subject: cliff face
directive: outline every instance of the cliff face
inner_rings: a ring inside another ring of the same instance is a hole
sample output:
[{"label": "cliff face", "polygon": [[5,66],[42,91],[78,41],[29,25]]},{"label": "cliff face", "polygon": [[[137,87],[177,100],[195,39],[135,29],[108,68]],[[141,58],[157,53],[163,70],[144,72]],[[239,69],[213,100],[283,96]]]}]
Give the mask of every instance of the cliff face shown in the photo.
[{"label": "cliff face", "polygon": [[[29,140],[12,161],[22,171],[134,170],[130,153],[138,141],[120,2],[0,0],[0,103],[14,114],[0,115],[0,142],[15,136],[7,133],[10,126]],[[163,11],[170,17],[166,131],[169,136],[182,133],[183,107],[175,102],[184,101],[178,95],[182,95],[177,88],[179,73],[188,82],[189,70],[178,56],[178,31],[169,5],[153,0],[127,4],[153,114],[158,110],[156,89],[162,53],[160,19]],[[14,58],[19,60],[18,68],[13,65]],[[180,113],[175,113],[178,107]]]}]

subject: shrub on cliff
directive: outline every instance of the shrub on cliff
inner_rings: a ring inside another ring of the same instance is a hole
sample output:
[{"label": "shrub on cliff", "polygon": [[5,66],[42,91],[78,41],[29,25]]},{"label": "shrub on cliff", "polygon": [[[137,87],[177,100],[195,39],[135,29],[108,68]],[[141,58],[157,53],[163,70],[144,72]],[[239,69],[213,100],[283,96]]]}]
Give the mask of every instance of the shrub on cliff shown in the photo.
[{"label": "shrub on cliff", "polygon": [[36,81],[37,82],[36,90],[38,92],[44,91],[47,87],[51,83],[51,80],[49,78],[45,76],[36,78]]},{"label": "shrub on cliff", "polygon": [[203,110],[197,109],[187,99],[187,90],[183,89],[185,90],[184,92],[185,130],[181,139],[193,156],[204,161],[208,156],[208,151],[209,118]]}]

TASK DIRECTIONS: Reproduce the material above line for line, without altering any character.

EXERCISE RESULT:
subject: cliff face
directive: outline every instance of the cliff face
inner_rings: a ring inside another ring of the same instance is a hole
sample output:
[{"label": "cliff face", "polygon": [[5,66],[42,91],[78,41],[29,25]]},{"label": "cliff face", "polygon": [[[137,87],[177,100],[195,39],[135,29],[108,68]],[[141,58],[157,53],[163,70],[144,72]],[[239,69],[213,100],[283,96]]]}]
Give the mask of every instance of the cliff face shown in the photo.
[{"label": "cliff face", "polygon": [[[29,140],[12,161],[22,171],[134,170],[130,153],[138,141],[120,2],[0,0],[0,103],[14,114],[0,115],[0,142],[15,136],[7,133],[10,126]],[[163,11],[170,17],[166,131],[169,136],[182,133],[183,107],[175,102],[184,101],[178,95],[182,95],[177,88],[179,73],[188,82],[189,70],[178,56],[178,31],[169,5],[153,0],[127,4],[153,114],[158,110],[156,89],[162,53],[160,19]],[[14,58],[19,60],[18,68],[13,65]],[[180,113],[175,113],[178,107]]]}]

subject: shrub on cliff
directive: outline every instance of the shrub on cliff
inner_rings: a ring inside another ring of the same instance is a hole
sample output:
[{"label": "shrub on cliff", "polygon": [[5,66],[42,91],[78,41],[29,25]]},{"label": "shrub on cliff", "polygon": [[[137,87],[177,100],[195,39],[135,29],[108,68]],[[141,58],[157,53],[163,70],[144,72]],[[239,69],[213,100],[283,96]]]}]
Give the mask of every instance of the shrub on cliff shown in the photo.
[{"label": "shrub on cliff", "polygon": [[36,81],[37,82],[36,90],[38,92],[44,91],[47,87],[51,83],[51,80],[49,78],[45,76],[36,78]]},{"label": "shrub on cliff", "polygon": [[203,110],[197,109],[187,99],[187,90],[183,89],[185,90],[184,92],[185,130],[181,139],[193,156],[204,161],[208,156],[208,151],[209,118]]}]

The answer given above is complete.